THE TASK
Word for word, restate every record.

[Collected data entries]
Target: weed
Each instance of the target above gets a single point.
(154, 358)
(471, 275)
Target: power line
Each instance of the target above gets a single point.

TASK ANSWER
Target: weed
Each instance of the target above gets a single point.
(154, 358)
(471, 275)
Target: power line
Each instance of the target above gets a single point.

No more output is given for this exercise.